- [DATA FOR ANALYSIS]
--------------------

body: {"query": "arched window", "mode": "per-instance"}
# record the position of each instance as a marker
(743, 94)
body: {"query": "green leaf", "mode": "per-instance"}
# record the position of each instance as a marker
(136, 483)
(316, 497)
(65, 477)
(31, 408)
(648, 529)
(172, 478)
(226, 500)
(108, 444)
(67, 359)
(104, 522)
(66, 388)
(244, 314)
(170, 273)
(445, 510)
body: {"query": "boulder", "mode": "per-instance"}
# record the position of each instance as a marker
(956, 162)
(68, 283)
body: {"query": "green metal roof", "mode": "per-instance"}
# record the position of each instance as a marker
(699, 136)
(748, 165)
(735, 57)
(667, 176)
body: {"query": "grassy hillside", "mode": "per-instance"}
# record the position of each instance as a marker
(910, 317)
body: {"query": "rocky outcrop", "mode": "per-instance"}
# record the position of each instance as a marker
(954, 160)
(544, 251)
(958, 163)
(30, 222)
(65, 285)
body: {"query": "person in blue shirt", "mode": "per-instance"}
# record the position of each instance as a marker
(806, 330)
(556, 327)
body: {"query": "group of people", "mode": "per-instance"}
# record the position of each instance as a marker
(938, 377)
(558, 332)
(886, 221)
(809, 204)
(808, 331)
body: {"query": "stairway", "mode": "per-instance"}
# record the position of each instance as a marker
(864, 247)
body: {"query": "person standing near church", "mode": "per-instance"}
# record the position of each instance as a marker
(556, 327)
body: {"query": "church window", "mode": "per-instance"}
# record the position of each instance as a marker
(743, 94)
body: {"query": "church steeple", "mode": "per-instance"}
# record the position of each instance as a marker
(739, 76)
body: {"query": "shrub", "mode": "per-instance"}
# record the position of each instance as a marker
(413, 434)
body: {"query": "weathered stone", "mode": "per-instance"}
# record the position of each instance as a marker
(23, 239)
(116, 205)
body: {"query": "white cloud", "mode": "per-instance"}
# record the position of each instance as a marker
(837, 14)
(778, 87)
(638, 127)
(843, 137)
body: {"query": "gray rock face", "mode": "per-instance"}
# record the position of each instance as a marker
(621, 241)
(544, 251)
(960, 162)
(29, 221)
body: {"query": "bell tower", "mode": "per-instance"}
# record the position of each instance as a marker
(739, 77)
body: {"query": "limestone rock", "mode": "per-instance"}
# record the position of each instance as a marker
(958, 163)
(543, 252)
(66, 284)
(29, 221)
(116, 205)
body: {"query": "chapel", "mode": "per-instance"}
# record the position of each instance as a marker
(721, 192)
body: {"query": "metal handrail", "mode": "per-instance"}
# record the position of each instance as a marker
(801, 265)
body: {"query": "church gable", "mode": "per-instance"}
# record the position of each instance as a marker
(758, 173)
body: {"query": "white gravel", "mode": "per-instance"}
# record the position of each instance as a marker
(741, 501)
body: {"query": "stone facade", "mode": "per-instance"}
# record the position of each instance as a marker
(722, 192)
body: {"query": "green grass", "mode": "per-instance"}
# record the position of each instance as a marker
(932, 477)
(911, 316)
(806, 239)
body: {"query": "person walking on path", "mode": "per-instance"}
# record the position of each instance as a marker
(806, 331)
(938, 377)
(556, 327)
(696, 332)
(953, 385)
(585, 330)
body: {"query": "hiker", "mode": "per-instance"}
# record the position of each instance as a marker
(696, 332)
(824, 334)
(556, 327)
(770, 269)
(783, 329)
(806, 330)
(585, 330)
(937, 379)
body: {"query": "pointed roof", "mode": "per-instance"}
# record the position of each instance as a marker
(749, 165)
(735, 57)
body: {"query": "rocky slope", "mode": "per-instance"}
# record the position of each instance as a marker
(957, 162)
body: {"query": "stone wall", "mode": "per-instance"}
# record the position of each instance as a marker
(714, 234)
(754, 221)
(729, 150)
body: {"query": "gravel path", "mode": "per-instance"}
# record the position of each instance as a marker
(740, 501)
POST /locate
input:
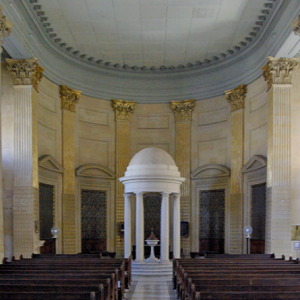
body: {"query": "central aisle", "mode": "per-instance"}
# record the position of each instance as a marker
(151, 282)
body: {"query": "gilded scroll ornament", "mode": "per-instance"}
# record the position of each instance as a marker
(123, 109)
(69, 98)
(5, 26)
(183, 109)
(25, 71)
(279, 70)
(236, 97)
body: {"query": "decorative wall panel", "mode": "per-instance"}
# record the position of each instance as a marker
(93, 220)
(212, 220)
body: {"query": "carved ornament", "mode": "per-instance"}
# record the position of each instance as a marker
(279, 70)
(123, 109)
(5, 26)
(69, 98)
(183, 109)
(236, 97)
(25, 71)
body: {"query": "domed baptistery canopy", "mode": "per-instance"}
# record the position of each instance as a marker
(152, 170)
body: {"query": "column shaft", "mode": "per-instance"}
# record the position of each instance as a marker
(176, 226)
(164, 229)
(127, 225)
(140, 228)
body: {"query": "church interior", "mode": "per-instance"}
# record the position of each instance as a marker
(123, 120)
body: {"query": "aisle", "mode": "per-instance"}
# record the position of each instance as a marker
(151, 288)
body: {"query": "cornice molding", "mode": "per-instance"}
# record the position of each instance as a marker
(151, 87)
(25, 71)
(183, 110)
(69, 98)
(236, 97)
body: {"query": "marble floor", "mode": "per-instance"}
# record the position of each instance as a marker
(151, 288)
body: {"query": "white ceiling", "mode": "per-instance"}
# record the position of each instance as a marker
(152, 32)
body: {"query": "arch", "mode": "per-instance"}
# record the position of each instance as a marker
(209, 171)
(95, 171)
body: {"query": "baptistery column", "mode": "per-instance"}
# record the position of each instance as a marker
(164, 229)
(127, 226)
(140, 239)
(123, 110)
(5, 30)
(236, 98)
(183, 118)
(69, 98)
(176, 226)
(26, 75)
(278, 74)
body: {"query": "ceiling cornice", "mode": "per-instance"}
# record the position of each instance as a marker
(207, 81)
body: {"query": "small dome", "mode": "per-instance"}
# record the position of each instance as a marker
(152, 156)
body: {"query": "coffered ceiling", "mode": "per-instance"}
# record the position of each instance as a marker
(152, 33)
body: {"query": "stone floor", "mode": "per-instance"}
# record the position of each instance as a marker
(151, 288)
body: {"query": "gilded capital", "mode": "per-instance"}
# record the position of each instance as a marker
(236, 97)
(69, 98)
(296, 26)
(5, 26)
(183, 109)
(123, 109)
(279, 70)
(25, 71)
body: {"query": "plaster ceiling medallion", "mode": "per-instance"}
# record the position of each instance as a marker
(152, 35)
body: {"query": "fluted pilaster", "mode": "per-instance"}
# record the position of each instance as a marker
(278, 219)
(123, 111)
(236, 98)
(69, 98)
(183, 117)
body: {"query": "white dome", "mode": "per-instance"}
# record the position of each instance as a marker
(153, 170)
(152, 156)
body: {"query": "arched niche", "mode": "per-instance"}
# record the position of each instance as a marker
(96, 177)
(50, 173)
(254, 174)
(204, 178)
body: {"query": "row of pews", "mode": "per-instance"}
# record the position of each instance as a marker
(256, 276)
(65, 277)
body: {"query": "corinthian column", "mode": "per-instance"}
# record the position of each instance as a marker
(123, 110)
(236, 98)
(183, 117)
(26, 75)
(5, 30)
(69, 98)
(278, 74)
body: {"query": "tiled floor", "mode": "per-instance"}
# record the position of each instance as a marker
(151, 288)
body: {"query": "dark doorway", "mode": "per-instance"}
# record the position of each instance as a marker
(258, 218)
(212, 221)
(46, 217)
(93, 221)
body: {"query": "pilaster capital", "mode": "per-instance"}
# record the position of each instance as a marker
(5, 26)
(69, 98)
(25, 71)
(183, 110)
(236, 97)
(296, 26)
(123, 109)
(279, 70)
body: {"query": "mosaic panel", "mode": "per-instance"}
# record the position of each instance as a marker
(93, 220)
(212, 220)
(46, 210)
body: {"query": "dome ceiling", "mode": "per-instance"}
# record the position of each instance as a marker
(157, 34)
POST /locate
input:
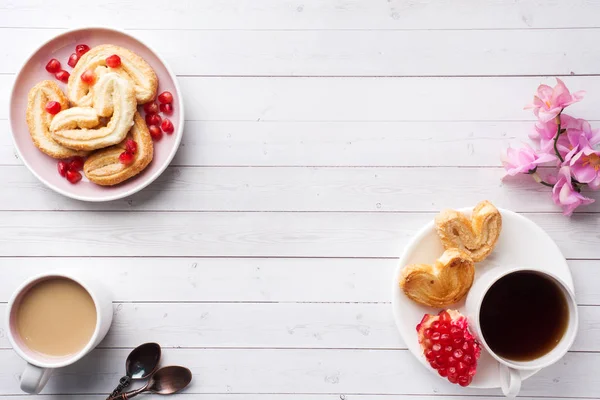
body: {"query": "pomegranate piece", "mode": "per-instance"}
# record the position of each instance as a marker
(62, 76)
(153, 119)
(167, 126)
(126, 157)
(165, 97)
(155, 132)
(151, 108)
(53, 107)
(131, 146)
(73, 176)
(76, 164)
(73, 58)
(62, 167)
(53, 66)
(113, 61)
(166, 108)
(449, 346)
(88, 77)
(81, 49)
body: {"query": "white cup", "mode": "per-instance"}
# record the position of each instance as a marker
(510, 376)
(40, 366)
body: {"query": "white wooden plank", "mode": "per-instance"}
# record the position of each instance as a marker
(352, 52)
(283, 325)
(364, 99)
(246, 279)
(306, 14)
(296, 234)
(303, 371)
(300, 189)
(252, 143)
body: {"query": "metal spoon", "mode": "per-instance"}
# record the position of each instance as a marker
(167, 380)
(140, 364)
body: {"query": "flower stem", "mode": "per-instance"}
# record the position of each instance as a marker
(538, 179)
(558, 133)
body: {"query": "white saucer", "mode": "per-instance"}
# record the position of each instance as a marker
(521, 243)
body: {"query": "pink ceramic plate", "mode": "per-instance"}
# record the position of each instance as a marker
(44, 167)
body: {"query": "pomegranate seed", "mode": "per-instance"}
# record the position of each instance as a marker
(166, 108)
(165, 97)
(167, 127)
(53, 66)
(88, 77)
(464, 380)
(151, 108)
(131, 146)
(153, 119)
(73, 176)
(62, 76)
(155, 132)
(113, 61)
(76, 164)
(53, 107)
(73, 59)
(62, 168)
(81, 49)
(430, 355)
(126, 157)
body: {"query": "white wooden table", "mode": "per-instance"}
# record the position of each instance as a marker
(321, 135)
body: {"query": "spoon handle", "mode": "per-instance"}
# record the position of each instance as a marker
(128, 395)
(123, 383)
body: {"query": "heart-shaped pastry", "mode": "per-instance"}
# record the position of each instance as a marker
(439, 285)
(133, 68)
(38, 119)
(476, 236)
(104, 167)
(81, 128)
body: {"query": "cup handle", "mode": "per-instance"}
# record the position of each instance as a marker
(34, 378)
(510, 381)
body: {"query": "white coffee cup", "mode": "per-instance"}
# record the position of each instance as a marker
(39, 366)
(510, 376)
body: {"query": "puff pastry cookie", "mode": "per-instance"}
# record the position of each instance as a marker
(104, 168)
(442, 284)
(82, 128)
(476, 236)
(38, 119)
(133, 68)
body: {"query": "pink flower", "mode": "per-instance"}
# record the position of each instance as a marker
(564, 195)
(585, 163)
(549, 102)
(524, 160)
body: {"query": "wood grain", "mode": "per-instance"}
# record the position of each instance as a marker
(302, 371)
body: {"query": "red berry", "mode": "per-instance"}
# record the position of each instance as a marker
(131, 146)
(81, 49)
(73, 176)
(76, 164)
(151, 108)
(53, 66)
(62, 168)
(167, 127)
(166, 108)
(62, 76)
(113, 61)
(88, 76)
(126, 157)
(53, 107)
(165, 97)
(155, 132)
(73, 59)
(153, 119)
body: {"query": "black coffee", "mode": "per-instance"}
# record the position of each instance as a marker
(523, 316)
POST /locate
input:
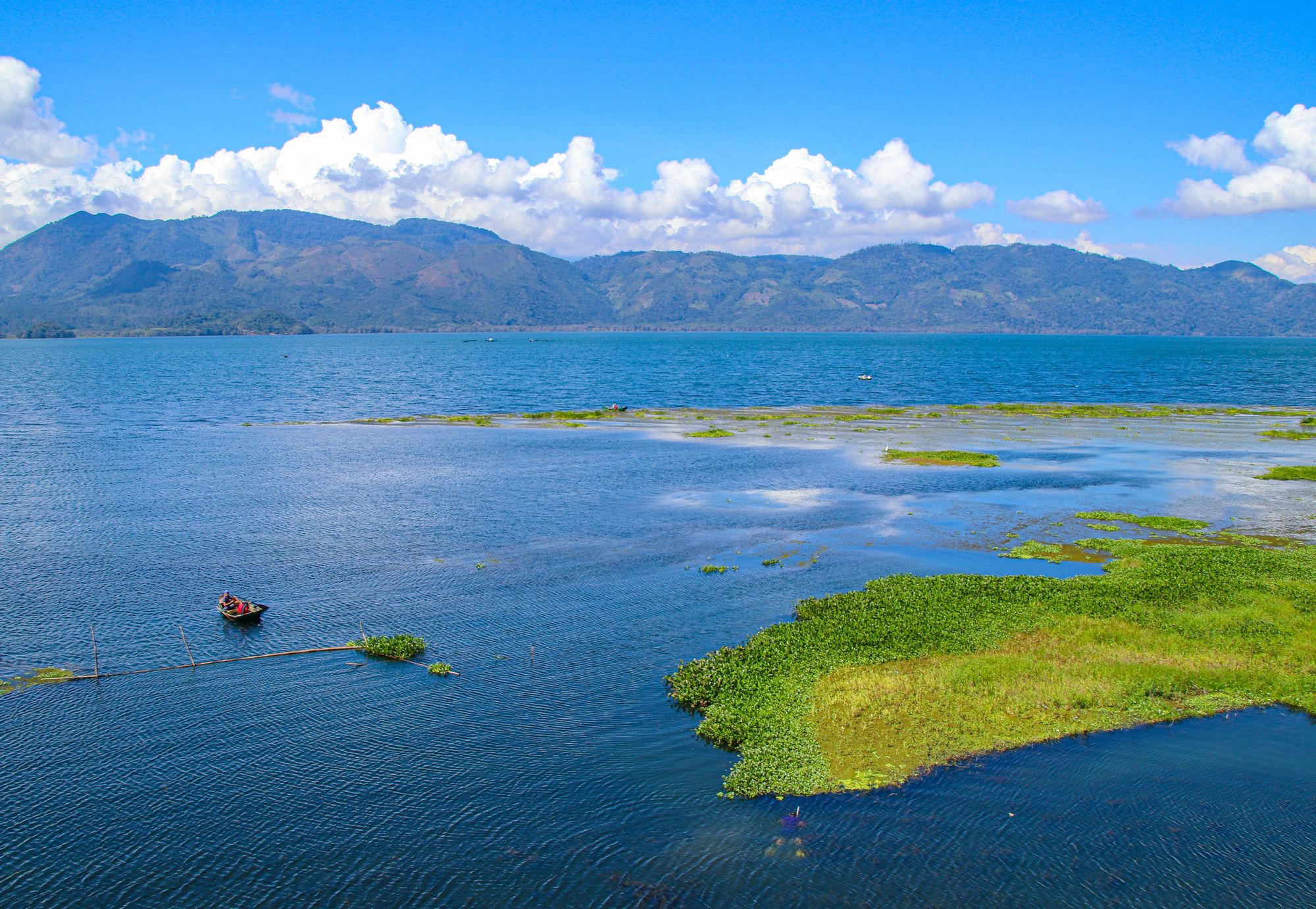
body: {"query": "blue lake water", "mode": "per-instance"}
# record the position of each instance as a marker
(131, 495)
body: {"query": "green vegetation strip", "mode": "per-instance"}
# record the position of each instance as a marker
(871, 687)
(1056, 553)
(398, 647)
(1151, 522)
(947, 458)
(1296, 473)
(1289, 435)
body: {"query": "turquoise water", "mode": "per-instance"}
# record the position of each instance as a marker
(131, 495)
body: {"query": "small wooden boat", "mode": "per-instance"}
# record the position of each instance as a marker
(243, 611)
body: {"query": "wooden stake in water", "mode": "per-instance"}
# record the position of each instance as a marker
(186, 645)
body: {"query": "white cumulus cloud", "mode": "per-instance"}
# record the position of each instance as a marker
(380, 168)
(1059, 207)
(1285, 182)
(1085, 244)
(28, 128)
(1297, 264)
(993, 235)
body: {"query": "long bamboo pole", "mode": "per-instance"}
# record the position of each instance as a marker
(207, 662)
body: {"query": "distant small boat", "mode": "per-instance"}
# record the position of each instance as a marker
(241, 611)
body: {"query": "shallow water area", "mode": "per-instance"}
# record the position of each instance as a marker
(569, 778)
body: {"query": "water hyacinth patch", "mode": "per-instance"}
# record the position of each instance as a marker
(1150, 522)
(1289, 433)
(398, 647)
(871, 687)
(1296, 473)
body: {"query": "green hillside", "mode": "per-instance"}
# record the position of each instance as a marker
(241, 273)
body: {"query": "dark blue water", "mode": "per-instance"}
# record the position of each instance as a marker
(130, 495)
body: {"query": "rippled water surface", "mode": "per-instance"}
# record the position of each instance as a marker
(131, 495)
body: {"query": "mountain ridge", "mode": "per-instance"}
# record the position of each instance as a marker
(284, 272)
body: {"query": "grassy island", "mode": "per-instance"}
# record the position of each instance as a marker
(946, 458)
(871, 687)
(1297, 473)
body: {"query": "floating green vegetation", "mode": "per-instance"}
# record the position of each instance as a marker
(1035, 549)
(573, 415)
(398, 647)
(871, 687)
(35, 678)
(1119, 411)
(1297, 473)
(947, 458)
(1151, 522)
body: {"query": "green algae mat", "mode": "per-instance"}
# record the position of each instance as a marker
(871, 687)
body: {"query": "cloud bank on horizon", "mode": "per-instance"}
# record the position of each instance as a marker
(378, 168)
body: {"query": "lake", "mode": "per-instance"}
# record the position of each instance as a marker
(131, 495)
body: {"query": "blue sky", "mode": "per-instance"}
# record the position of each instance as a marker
(1025, 101)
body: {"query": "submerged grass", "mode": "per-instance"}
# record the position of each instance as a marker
(1296, 473)
(947, 458)
(1151, 522)
(1035, 549)
(868, 689)
(35, 678)
(1289, 435)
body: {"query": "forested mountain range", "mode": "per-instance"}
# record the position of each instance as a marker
(284, 272)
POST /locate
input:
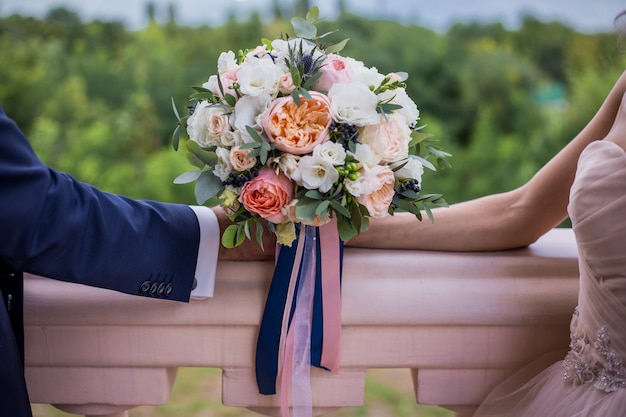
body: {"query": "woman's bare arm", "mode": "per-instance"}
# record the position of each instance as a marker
(500, 221)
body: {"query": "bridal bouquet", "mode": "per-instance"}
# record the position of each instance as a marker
(295, 137)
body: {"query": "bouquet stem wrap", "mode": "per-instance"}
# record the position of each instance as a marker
(301, 325)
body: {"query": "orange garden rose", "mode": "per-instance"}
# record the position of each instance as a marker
(298, 129)
(267, 194)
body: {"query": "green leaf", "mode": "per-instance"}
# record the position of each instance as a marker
(387, 108)
(254, 134)
(259, 235)
(232, 237)
(295, 76)
(337, 207)
(314, 194)
(322, 208)
(337, 47)
(230, 99)
(194, 160)
(313, 14)
(303, 28)
(175, 110)
(295, 95)
(176, 137)
(305, 209)
(187, 177)
(311, 80)
(209, 157)
(207, 186)
(345, 228)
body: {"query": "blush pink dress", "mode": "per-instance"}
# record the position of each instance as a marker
(591, 379)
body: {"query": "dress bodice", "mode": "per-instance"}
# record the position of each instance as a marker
(598, 212)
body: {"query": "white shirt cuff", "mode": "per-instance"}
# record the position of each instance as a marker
(206, 265)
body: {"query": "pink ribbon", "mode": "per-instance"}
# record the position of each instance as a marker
(296, 355)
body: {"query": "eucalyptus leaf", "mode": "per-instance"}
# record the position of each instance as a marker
(303, 28)
(207, 186)
(306, 210)
(313, 14)
(259, 235)
(254, 134)
(337, 207)
(230, 237)
(176, 137)
(230, 99)
(175, 110)
(337, 47)
(187, 177)
(296, 97)
(314, 194)
(194, 160)
(295, 76)
(208, 157)
(345, 228)
(322, 208)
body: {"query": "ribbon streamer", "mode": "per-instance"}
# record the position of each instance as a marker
(301, 323)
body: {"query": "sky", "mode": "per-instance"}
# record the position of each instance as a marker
(583, 15)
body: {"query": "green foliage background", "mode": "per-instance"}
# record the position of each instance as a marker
(94, 98)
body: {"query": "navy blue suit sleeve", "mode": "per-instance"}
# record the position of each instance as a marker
(55, 226)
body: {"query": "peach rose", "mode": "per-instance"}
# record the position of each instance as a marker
(267, 194)
(298, 129)
(389, 139)
(240, 159)
(336, 69)
(379, 190)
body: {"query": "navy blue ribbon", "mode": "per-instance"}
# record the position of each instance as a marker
(268, 342)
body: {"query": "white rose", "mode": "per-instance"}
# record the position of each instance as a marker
(409, 109)
(226, 61)
(331, 152)
(258, 52)
(231, 138)
(353, 103)
(259, 76)
(369, 76)
(287, 163)
(212, 85)
(223, 167)
(240, 159)
(247, 112)
(389, 139)
(412, 168)
(364, 154)
(207, 124)
(315, 174)
(356, 187)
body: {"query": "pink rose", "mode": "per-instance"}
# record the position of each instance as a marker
(240, 158)
(379, 189)
(335, 69)
(298, 129)
(267, 194)
(389, 139)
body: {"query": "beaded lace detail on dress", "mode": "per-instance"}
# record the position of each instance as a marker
(593, 362)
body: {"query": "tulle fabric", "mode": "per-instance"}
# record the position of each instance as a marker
(598, 211)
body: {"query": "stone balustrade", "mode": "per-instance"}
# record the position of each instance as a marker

--------------------

- [PROBLEM]
For the word "gravel", find every line in the data that holds it and copy that line.

- [REPLY TO THE EXERCISE]
body: {"query": "white gravel", "mode": "per-instance"}
body: {"query": "gravel path", "mode": "per-instance"}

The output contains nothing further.